======== LISTED ENTRIES
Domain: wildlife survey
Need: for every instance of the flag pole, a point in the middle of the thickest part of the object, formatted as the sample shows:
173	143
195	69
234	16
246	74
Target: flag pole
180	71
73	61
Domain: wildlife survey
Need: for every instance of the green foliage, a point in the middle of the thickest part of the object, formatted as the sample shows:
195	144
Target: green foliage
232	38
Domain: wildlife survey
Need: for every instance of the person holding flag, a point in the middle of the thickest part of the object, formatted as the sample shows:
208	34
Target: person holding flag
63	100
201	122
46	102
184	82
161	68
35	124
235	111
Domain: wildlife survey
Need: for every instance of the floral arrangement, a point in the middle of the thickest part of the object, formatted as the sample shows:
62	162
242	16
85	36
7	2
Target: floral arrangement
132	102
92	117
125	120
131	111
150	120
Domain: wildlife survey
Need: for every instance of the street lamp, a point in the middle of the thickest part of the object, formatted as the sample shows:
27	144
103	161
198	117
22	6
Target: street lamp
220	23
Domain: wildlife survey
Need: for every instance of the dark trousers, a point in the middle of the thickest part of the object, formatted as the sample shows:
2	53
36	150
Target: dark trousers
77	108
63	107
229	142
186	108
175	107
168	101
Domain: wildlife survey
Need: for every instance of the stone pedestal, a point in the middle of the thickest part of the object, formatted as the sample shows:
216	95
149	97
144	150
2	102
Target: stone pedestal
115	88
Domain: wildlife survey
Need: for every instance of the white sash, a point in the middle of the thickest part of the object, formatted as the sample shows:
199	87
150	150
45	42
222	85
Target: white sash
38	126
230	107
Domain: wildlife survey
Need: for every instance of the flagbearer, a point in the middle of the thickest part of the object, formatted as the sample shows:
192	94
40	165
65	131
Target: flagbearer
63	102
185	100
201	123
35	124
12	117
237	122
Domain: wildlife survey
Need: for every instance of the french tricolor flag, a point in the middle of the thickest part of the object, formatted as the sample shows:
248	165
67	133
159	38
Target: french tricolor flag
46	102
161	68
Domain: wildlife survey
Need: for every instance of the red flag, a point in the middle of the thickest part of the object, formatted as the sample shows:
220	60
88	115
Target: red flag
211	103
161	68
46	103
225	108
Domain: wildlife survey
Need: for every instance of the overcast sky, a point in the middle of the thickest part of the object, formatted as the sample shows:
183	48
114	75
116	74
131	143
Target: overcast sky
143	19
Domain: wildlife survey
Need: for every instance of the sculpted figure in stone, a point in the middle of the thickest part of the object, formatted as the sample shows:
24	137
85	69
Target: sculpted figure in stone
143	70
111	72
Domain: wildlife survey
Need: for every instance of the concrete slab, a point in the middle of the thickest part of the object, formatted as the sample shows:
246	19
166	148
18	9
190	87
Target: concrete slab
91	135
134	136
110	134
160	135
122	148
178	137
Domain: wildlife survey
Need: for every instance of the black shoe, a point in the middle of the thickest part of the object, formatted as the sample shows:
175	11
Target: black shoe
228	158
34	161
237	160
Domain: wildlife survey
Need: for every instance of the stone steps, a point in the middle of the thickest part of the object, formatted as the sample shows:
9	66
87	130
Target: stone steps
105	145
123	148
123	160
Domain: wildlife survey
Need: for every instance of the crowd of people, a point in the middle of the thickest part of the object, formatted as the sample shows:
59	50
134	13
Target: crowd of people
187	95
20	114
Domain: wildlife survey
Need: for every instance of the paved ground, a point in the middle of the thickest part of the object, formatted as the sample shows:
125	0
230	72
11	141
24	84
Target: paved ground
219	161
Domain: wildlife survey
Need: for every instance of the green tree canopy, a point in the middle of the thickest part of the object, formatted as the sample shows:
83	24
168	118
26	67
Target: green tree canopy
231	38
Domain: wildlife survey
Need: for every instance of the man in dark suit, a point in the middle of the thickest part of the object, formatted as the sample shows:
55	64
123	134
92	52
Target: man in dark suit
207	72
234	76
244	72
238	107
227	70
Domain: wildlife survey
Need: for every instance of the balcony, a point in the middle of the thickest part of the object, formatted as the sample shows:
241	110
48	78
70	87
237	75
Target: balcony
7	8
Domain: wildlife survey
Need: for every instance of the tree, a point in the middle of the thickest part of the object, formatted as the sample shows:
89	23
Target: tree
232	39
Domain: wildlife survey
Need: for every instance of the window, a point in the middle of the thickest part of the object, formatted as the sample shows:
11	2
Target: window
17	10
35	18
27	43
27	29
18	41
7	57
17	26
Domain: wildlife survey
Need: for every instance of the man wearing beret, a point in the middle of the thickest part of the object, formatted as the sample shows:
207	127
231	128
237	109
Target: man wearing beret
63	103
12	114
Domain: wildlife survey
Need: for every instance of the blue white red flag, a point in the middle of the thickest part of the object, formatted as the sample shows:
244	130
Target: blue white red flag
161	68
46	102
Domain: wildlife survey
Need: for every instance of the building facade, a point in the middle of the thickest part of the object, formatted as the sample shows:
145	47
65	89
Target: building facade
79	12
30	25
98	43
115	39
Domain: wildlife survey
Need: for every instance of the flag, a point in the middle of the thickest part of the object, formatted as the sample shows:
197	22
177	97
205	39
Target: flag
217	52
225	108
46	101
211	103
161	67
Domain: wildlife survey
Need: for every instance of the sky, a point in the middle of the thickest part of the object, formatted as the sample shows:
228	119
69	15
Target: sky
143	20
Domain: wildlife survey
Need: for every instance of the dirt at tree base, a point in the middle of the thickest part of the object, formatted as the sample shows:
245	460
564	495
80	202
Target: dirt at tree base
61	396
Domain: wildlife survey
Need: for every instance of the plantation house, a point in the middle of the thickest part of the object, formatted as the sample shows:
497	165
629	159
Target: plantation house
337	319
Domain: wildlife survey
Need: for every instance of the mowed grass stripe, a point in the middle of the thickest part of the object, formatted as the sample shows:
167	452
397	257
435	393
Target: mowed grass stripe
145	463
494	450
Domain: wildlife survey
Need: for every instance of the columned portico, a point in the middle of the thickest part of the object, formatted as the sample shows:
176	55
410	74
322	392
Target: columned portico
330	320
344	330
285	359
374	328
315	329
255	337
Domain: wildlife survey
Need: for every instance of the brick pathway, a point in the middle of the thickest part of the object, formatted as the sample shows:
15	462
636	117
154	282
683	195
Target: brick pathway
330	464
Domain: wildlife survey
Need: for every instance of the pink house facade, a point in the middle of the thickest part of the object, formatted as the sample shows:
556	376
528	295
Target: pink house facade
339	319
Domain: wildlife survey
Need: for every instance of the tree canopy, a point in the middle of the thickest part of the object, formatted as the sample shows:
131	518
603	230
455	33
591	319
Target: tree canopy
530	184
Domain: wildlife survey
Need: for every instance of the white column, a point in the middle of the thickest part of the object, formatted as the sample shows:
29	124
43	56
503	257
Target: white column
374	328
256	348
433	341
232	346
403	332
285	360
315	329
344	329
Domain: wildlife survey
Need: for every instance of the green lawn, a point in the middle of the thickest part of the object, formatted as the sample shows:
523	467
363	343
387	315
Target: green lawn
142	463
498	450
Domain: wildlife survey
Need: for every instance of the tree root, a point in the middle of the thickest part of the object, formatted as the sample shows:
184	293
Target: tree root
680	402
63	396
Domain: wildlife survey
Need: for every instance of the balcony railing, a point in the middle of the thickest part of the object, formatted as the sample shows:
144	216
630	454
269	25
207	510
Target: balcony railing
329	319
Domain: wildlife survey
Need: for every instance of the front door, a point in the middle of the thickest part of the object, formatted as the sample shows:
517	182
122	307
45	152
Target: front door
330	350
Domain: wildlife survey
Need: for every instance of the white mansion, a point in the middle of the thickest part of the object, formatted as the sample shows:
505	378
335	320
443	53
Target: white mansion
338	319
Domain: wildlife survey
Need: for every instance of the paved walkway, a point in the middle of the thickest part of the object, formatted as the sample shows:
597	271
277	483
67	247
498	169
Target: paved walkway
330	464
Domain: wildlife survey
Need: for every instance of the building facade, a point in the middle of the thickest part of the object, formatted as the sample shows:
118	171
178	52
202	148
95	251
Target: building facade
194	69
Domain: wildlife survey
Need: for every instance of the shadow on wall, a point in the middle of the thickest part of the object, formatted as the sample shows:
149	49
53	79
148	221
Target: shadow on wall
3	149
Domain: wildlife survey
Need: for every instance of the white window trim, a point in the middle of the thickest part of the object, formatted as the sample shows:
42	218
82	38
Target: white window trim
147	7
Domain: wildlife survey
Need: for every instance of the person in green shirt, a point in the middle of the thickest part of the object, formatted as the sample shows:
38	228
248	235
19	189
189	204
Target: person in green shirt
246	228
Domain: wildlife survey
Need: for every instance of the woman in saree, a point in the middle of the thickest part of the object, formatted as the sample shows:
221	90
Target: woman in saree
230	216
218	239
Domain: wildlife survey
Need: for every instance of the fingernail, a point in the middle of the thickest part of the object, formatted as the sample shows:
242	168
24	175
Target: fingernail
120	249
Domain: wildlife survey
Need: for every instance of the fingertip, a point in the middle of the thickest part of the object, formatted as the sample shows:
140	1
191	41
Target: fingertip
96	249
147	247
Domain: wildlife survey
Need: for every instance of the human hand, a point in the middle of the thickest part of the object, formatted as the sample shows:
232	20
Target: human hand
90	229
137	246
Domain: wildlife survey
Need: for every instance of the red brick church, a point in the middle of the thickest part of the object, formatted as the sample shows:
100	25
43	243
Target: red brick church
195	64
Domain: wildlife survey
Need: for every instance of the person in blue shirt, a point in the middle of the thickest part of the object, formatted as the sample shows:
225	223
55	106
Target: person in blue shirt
================
INSTRUCTIONS FOR THE TASK
Set down the lines of the records exactly, from the first one through the line containing "Need: for every instance of the person holding", and add nothing else.

TASK OUTPUT
Domain: wildlife survey
Need: for every instance of the flag pole, a point in the middle of the thickest part of the object, formatted as the sample shows:
173	143
195	69
234	16
246	74
Target: flag pole
180	71
73	61
Domain: wildlife survey
Need: for every instance of the green foliage, a point in the middle of the thickest part of the object, formatted as the sample shows:
195	144
Target: green foliage
232	38
Domain: wildlife survey
Need: for every instance of the person holding flag, a point in the middle of the thickest part of the object, formatted as the sample shows:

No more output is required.